**ARTICLE**
-------

L’Essentiel : L’affaire oppose M. [I] à la caisse régionale de Crédit agricole mutuel [Localité 3] concernant la validité d’une clause d’intérêts conventionnels dans deux prêts immobiliers. M. [I] conteste cette clause, arguant d’un défaut de communication du taux. Après un premier arrêt de cassation, la cour de renvoi a déclaré son appel incident irrecevable, estimant qu’il n’avait pas succombé en première instance. Cependant, la Cour a souligné que l’arrêt de cassation avait censuré la décision antérieure, permettant à M. [I] de former un appel incident, ce qui a été ignoré par la cour de renvoi, violant ainsi les dispositions légales.

Contexte de l’affaire

L’affaire concerne un litige entre M. [I], un emprunteur, et la caisse régionale de Crédit agricole mutuel [Localité 3] (la banque). En vertu d’une offre acceptée le 20 juillet 2013, la banque a accordé à M. [I] deux prêts immobiliers. L’emprunteur a contesté la validité de la clause stipulant les intérêts conventionnels, invoquant un défaut de communication du taux de période, et a demandé l’annulation de cette clause ainsi que la substitution par l’intérêt légal.

Procédure judiciaire

Après un premier arrêt rendu le 2 février 2022, qui a cassé une décision antérieure ayant validé la stipulation d’intérêts conventionnels, l’affaire a été renvoyée pour un nouvel examen. M. [I] a alors formé un appel incident et a présenté une nouvelle demande de déchéance du droit aux intérêts, suite à la saisine de la cour de renvoi par la banque.

-------

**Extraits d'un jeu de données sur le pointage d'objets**
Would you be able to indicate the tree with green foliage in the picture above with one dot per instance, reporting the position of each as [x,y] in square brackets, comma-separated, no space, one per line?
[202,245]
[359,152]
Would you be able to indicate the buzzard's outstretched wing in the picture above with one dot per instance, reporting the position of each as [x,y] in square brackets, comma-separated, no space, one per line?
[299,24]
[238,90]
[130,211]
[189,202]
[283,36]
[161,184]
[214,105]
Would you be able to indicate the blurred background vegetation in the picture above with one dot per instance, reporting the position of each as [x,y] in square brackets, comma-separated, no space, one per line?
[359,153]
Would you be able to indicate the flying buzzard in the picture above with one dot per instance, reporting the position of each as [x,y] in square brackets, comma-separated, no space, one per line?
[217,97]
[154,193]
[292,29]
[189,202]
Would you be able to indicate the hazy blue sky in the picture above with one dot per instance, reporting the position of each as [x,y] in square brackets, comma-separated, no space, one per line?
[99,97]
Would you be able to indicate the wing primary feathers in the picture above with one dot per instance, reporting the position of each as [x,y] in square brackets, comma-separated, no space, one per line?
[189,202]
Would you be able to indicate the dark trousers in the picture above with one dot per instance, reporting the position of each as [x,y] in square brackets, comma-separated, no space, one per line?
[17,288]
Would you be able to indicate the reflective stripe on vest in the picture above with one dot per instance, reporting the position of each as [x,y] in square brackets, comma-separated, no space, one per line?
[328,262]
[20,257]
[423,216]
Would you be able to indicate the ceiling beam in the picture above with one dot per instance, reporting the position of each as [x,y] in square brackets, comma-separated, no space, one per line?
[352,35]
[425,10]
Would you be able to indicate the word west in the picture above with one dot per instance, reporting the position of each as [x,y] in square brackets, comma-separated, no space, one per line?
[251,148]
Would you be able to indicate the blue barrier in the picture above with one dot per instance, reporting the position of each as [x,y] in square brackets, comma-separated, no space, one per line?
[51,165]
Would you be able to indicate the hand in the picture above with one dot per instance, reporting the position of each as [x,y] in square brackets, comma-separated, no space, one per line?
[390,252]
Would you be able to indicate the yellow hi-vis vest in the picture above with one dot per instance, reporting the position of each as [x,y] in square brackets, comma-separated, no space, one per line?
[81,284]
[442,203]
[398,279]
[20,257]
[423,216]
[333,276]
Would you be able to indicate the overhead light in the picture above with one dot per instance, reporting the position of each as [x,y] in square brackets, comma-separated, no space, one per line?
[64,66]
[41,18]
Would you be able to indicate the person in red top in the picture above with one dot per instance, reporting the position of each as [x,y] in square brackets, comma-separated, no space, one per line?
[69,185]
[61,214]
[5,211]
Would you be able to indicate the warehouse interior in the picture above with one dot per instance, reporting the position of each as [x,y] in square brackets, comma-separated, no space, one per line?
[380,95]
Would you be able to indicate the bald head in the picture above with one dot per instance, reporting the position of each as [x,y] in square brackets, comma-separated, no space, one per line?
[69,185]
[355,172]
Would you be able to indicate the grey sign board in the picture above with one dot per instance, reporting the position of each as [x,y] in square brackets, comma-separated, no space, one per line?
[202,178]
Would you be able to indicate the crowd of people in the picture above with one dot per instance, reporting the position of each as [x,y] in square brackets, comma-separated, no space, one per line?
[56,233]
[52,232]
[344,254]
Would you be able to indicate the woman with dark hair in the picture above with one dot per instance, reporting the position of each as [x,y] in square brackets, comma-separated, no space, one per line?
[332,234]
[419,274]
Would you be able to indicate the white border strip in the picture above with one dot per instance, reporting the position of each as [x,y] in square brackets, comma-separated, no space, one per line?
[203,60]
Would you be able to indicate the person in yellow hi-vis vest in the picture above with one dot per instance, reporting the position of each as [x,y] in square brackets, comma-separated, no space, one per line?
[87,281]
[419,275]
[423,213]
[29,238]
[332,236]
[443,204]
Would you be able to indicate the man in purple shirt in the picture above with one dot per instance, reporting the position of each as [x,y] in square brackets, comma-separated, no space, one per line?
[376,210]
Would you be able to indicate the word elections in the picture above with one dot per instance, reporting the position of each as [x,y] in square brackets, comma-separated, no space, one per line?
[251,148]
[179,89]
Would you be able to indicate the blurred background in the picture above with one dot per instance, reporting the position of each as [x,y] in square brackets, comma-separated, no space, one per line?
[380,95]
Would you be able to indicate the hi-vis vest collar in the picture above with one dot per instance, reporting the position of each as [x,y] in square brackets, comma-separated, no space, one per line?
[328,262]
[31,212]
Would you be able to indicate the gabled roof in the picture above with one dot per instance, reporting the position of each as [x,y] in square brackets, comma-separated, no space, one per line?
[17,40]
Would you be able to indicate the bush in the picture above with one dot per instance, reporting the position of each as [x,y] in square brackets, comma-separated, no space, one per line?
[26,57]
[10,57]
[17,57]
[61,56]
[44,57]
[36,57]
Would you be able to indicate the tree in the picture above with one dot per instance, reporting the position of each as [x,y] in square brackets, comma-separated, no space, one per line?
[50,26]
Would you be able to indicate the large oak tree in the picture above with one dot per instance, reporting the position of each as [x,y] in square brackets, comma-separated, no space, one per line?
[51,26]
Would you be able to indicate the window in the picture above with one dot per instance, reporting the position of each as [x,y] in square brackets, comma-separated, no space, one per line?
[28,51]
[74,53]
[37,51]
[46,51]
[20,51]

-------

**CONSIGNES**
1) Dans l'article sur le litige entre M. [I] et la banque, à quelle date l'offre de prêts a-t-elle été acceptée ?
2) Rédigez la suite de l'article sur le litige entre M. [I] et la banque, à partir de sa dernière phrase.
La liste n'a aucun rôle dans cet exercice.

**RÉPONSES**
1) Le 20 juillet 2013.

2)
Arguments de l’emprunteur

M. [I] a contesté la décision de la cour de renvoi qui a déclaré son appel incident irrecevable. Il a soutenu que l’appel incident était recevable, car les débats avaient été réouverts, et que la demande de déchéance du droit aux intérêts était légitime, visant à priver la banque de son droit à des intérêts conventionnels. Il a également fait valoir que la cour avait violé plusieurs articles du code de procédure civile et le droit à un recours effectif.

Réponse de la Cour

La Cour a rappelé que le droit d’appel appartient à toute partie ayant un intérêt, et que l’appel incident peut être formé dans tous les cas. Elle a précisé que, suite à une cassation, l’affaire doit être jugée à nouveau par la juridiction de renvoi, à l’exception des chefs non atteints par la cassation. La Cour a également souligné que les prétentions nouvelles ne sont pas considérées comme telles si elles visent les mêmes fins que celles soumises au premier juge.

Décision de la Cour

La cour de renvoi a déclaré l’appel incident de M. [I] irrecevable, arguant qu’il n’avait pas succombé en première instance, ce qui le privait d’intérêt pour agir. Cependant, la Cour a constaté que l’arrêt de cassation avait censuré la décision antérieure en ce qui concerne la nullité de la stipulation d’intérêts conventionnels, permettant ainsi à M. [I] de former un appel incident. En ne tenant pas compte de cette possibilité, la cour de renvoi a violé les dispositions légales pertinentes.

Q/R juridiques soulevées :

Quelle est la recevabilité de l’appel incident dans le cadre d’une cour de renvoi ?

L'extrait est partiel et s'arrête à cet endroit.